:: TEXTAUSSCHNITT ::
Ich hatte mich schon gefragt, wie das alles so hinhaut und du das hinbekommen hast, wenn doch das Epoxid an Allem so dolle klebt.

Bis denne,
Boris


----------



## Dorschbremse (19. März 2011)

*AW: Restauration / Neuaufbau eines GFK-Angelbootes (Schreff-Boot)*

Hast doch eh vorgehabt, die Innenflächen vollfächig zu verstärken- oder haste das zwischenzeitlich wieder verworfen?

Zum Beginn dieses Threads wurden von Dir ja schon die einen oder anderen Punkte von Dir "ins Lastenheft" eingetragen, nachdem Du Dich von uns über Risiken oder Fehlerquellen hast aufklären lassen.
Bleib dabei, diese Punkte abzuarbeiten und gewissenhaft vorzugehen- aber sei dabei nicht so ein Zweifler!

Das, was Du uns bisher als Manko oder Schäden dargestellt hast, ist auch Rott-bzw. Pfusch des Vorgängers. 
Also kann ich schon behaupten:
-Was Dir als Zweifelhaft, Rott oder als "nicht ausreichend" erscheint- MACH NEU, ODER MACH WEG!

Du  hast bestimmte Vorstellungen, was das Boot leisten soll, wie lang es halten soll- und überhaupt!
Wenn Du Deine Pläne konsequent umsetzt- wirste am Schluss auch  ein Boot rausbekommen, womit Du zufrieden bist.

Gruß, Kai#h


----------



## anglerjung (19. März 2011)

*AW: Restauration / Neuaufbau eines GFK-Angelbootes (Schreff-Boot)*

Richtig Kai.

Ich mag das Boot von Innen her verstärken. Ich denke, dass dies die beste Lösung ist. 

Außen auflaminieren gibt wahrscheinlich kein so tolles Ergebnis, so dass dann alles wirklich glatt ist. Wäre eine Überlegung wert, aber ich denke, dass von Innen 1-2 Lagen Gewebe ausreichend sind.

:: ZIELE ::
1) Beantworte anhand des Forumsauszugs über die Bootsrestaurierung kurz diese Fragen:
(a) Von wem stammen laut Dorschbremse die bisher als Manko oder Schäden dargestellten Stellen?
(b) Was soll man nach Dorschbremse mit allem tun, was zweifelhaft oder „nicht ausreichend“ erscheint?
(c) Wie viele Lagen Gewebe hält anglerjung von innen für ausreichend?
2) Führe den Forumsauszug über die Bootsrestaurierung nach seinem letzten Satz fort.
Die anschließenden Datensätze stehen für sich und gehören nicht zum Forumsauszug über die Bootsrestaurierung.

:: AUSGELESENE DATEN ::
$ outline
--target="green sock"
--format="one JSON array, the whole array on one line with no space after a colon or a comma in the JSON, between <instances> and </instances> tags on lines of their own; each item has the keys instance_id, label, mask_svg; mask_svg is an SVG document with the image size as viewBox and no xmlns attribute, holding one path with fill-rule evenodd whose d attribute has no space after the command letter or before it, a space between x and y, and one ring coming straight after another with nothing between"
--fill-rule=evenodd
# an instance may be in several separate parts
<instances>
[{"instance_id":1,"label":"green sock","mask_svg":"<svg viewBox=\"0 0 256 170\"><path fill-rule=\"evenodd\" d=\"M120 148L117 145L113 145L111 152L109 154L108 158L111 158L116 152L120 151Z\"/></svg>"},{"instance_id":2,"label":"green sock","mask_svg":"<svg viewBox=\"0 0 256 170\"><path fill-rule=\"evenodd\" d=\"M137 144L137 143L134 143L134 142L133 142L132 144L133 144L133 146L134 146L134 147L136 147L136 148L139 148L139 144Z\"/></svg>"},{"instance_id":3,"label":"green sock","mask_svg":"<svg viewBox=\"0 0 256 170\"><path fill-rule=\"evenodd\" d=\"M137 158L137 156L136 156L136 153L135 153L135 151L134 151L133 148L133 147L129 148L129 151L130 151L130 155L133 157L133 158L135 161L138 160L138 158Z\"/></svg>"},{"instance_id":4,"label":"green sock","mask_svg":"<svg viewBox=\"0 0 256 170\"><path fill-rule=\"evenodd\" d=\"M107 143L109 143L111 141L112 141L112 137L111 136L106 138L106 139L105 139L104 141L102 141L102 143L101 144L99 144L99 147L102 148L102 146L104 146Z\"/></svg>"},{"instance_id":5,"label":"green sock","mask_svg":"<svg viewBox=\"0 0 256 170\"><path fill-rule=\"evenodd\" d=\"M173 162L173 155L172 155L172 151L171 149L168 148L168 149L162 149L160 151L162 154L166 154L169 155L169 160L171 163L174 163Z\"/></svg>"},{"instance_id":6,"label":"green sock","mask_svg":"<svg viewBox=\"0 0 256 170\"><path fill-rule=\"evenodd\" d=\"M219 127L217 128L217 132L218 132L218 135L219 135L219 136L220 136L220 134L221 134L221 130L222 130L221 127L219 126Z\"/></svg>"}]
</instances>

:: LÖSUNGEN ::
1)
(a) Vom Vorgänger, als Rott bzw. Pfusch.
(b) Neu machen oder wegmachen.
(c) 1–2 Lagen.

2)
Ein Vergleich mit Volkers Boot ist Käse. Ich werde niemals solche Belastungen haben. Das Boot wird nur zum Angeln auf dem Edersee oder vergleichbaren Gewässern verwendet. Meerwassertauglich muss es nicht sein. Es muss auch nur den Belastungen eines E-Motors standhalten (Minn-Kota Traxxis 45). Von daher meine ich, dass es so passen sollte.

Bin halt ziemlich akribisch und genau - verzeiht 

Ich freue mich schon drauf, wenn die Temperaturen steigen und ich mit dem eigentlichen "Aufbau" beginnen kann. 

Gruß,
Boris


----------



## Dorschbremse (19. März 2011)

*AW: Restauration / Neuaufbau eines GFK-Angelbootes (Schreff-Boot)*



anglerjung schrieb:


> Außen auflaminieren gibt wahrscheinlich kein so tolles Ergebnis, so dass dann alles wirklich glatt ist. Wäre eine Überlegung wert, aber ich denke, dass von Innen 1-2 Lagen Gewebe ausreichend sind.




Ich verstehe dich jetzt aber richtig....?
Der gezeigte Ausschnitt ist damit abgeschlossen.